• _Work task_: Please set down each line of the data again, unchanged.

(Point-per-instance localization data)

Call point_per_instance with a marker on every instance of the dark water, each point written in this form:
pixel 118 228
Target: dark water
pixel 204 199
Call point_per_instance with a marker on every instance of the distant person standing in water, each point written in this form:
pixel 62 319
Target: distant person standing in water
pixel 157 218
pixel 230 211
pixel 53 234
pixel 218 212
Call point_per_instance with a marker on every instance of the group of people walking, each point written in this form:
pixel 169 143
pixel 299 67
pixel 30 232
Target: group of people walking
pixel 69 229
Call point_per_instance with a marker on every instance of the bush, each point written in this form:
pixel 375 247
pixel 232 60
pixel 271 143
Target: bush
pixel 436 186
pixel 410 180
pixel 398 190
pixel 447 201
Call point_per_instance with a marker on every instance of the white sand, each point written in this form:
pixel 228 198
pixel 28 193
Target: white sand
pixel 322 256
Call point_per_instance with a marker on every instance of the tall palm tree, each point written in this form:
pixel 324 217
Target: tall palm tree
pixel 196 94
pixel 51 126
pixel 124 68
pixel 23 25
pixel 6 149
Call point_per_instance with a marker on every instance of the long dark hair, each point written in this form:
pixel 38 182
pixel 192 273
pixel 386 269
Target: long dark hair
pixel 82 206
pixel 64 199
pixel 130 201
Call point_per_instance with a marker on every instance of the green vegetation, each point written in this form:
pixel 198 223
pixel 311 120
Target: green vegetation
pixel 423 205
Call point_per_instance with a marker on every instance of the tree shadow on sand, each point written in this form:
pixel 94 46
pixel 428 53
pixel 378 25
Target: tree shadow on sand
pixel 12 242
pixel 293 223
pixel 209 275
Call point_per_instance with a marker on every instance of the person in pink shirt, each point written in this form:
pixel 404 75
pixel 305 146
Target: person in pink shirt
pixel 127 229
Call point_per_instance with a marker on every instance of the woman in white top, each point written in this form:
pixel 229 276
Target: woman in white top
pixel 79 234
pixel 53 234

• _Solution for this exercise_:
Call point_per_instance with a marker on every instance of the dark water, each point written in this form:
pixel 118 228
Target: dark water
pixel 204 199
Call point_per_instance with a marker on every instance of the distant person standing in water, each point written in this form:
pixel 62 319
Target: distant person standing in water
pixel 157 218
pixel 230 211
pixel 53 234
pixel 218 212
Call point_per_instance with a marker on every instance of the group of people walking, each point written in this form:
pixel 169 143
pixel 299 67
pixel 30 232
Target: group of people walking
pixel 69 229
Call point_per_instance with a marker on every instance of the bush, each point written in this form:
pixel 375 247
pixel 232 60
pixel 271 143
Target: bush
pixel 436 186
pixel 410 180
pixel 398 190
pixel 447 201
Call point_per_instance with a marker on every instance of the white sand, each point written in this form:
pixel 228 198
pixel 28 193
Target: white sand
pixel 322 256
Call point_per_instance with a marker on every instance of the tall palm tree, each point written in this form:
pixel 324 217
Target: tall palm tree
pixel 196 94
pixel 51 126
pixel 124 68
pixel 23 25
pixel 6 149
Call point_per_instance with a marker on every instance of the long dark hair, each point written in this form:
pixel 38 182
pixel 192 273
pixel 386 269
Target: long dark hair
pixel 82 206
pixel 64 199
pixel 130 201
Call point_per_instance with a marker on every instance of the green vegetation, each point written in this form:
pixel 198 223
pixel 311 120
Target: green vegetation
pixel 423 205
Call point_per_instance with a marker on every instance of the tree shadow on sand, each point written in this form:
pixel 94 46
pixel 428 53
pixel 378 25
Target: tree shadow on sand
pixel 12 242
pixel 293 223
pixel 209 275
Call point_per_instance with a marker on every instance of the person in pink shirt, each point written in this form:
pixel 404 75
pixel 305 146
Target: person in pink shirt
pixel 127 229
Call point_per_instance with a marker on every instance of the woman in white top, each point written in this form:
pixel 229 276
Target: woman in white top
pixel 79 234
pixel 53 234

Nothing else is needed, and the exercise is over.